• Exercise: Edit the lines below by replacing every "Point out" with "Locate" and leaving everything else unchanged.

+++ Dataset content +++

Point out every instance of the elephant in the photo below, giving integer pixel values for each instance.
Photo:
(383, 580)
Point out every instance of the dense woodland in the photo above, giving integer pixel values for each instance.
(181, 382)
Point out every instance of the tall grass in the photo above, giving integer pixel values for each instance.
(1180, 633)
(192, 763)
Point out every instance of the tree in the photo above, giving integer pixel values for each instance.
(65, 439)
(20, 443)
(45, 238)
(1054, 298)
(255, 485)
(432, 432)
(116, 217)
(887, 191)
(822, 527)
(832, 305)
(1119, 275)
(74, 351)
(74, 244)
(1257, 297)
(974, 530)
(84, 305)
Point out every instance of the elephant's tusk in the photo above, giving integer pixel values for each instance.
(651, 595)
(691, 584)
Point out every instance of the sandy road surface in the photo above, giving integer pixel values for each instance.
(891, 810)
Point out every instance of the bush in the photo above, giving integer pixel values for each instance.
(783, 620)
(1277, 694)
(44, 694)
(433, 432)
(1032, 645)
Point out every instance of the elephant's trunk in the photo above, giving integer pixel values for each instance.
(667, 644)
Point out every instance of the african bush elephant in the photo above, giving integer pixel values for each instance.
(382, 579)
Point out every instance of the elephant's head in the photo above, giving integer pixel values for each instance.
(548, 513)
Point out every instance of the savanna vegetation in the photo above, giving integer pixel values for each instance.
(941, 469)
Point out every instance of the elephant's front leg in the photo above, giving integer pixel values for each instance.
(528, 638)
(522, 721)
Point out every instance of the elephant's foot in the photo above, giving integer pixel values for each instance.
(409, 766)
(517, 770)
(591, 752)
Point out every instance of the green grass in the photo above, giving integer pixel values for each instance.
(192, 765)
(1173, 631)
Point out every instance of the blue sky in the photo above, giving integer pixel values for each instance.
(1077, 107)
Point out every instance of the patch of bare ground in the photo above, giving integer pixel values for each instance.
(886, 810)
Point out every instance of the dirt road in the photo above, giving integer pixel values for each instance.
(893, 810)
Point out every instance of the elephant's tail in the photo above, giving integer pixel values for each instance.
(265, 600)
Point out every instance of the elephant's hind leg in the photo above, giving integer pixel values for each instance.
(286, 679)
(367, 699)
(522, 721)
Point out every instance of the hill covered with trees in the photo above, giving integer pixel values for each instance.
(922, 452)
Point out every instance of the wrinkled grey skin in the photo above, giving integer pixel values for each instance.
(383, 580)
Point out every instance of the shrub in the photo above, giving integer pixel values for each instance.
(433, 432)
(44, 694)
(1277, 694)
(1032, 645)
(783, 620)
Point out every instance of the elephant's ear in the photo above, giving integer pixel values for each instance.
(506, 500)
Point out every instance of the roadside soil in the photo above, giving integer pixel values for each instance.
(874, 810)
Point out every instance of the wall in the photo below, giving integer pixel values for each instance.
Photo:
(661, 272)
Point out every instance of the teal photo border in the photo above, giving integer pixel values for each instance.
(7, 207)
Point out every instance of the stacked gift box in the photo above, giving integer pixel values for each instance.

+++

• Full solution:
Locate every instance of the elephant in the photo below, giving integer pixel values for each instance.
Photo:
(383, 580)
Locate every instance of the dense woodland in the photo above, giving integer pixel values for each instance.
(181, 382)
Locate every instance of the tall grass in the photo above, giving integer pixel values for each instance.
(1180, 633)
(192, 763)
Locate every instance of the tree in the photo above, giving integer pixel values for each instance.
(65, 439)
(20, 443)
(45, 238)
(1054, 298)
(255, 485)
(432, 432)
(116, 217)
(887, 191)
(822, 527)
(832, 305)
(1119, 275)
(74, 351)
(74, 244)
(1257, 297)
(974, 530)
(84, 305)
Locate every instance of the elephant's tusk in the photo above, giving integer pixel values for each instance.
(651, 595)
(691, 584)
Locate every instance of the sandy road surface in the photo above, giving integer pixel values for each instance.
(891, 810)
Locate every instance of the bush in the photo above, giving integer pixel values for each instance.
(783, 620)
(1277, 694)
(44, 694)
(433, 432)
(1032, 645)
Locate every instance of the elephant's trunk in the photo above, giving integer pixel values for each instance.
(667, 644)
Locate every instance of the african bush elephant in the photo above, giving integer pixel values for each instance.
(382, 579)
Locate every instance of the elephant's head in the photo above, giving integer pixel values for each instance.
(548, 513)
Locate every instance of the savanna vegetation in the photo above, giving integer pixel values for each instance.
(941, 469)
Locate every instance of the elephant's front leg in the photo above, giving integer pixel values for each instance.
(528, 638)
(522, 721)
Locate every instance of the elephant's foot in the photo above, giving integer pixel values for each instance.
(409, 766)
(517, 770)
(591, 752)
Locate every instance of the green grass in the photo above, giving integer pixel values for each instance.
(192, 765)
(1173, 631)
Locate every instance of the blue sky in the photo above, giving integer pixel values for each instance.
(1077, 107)
Locate every instance of the patch of bare ground in the photo above, giving integer pixel values for each instance.
(886, 810)
Locate every instance of the dirt road in the photo above, giving integer pixel values for each instance.
(893, 810)
Locate every instance of the elephant's tail in the photo above, giving integer pixel values for each instance.
(265, 600)
Locate every instance of the elephant's hind leg in the photo above, giving integer pixel values for each instance.
(286, 679)
(367, 699)
(522, 721)
Locate every instance of the hill covered with trees in the photo above, giving integer pixel values for each instance.
(922, 452)
Locate every instance of the wrinkled grey skin in the photo above, giving integer pixel values for each instance.
(383, 580)
Locate every instance of the shrub in the photo above, giving integer pixel values for each instance.
(433, 432)
(44, 694)
(1277, 694)
(1032, 645)
(783, 620)
Locate every instance of the elephant's ear in the photo above, giving integer pixel values for each instance.
(506, 500)
Locate every instance of the roadside soil in the photo above, giving integer pixel values for each instance.
(874, 810)
Locate every instance of the wall in the photo below, giving integer pixel values for each instance.
Photo:
(661, 272)
Locate every instance of the teal photo border in the photo above, giving integer pixel values for each instance.
(7, 207)
Locate every instance of the stacked gift box in the photo above, giving integer pixel values for each instance.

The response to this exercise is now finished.